──────── RECORDS PROVIDED ────────
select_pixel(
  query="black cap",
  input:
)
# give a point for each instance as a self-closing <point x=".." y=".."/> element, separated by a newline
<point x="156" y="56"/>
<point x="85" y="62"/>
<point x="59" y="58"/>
────────
* **GIVEN PROBLEM**
Copy out all the material above in full, requests included, and shift each point in the answers by adding 56 to both its x and y coordinates.

* **RESULT OF THIS TASK**
select_pixel(
  query="black cap",
  input:
)
# give a point for each instance as a self-closing <point x=".." y=".."/> element, separated by a newline
<point x="212" y="112"/>
<point x="141" y="118"/>
<point x="115" y="114"/>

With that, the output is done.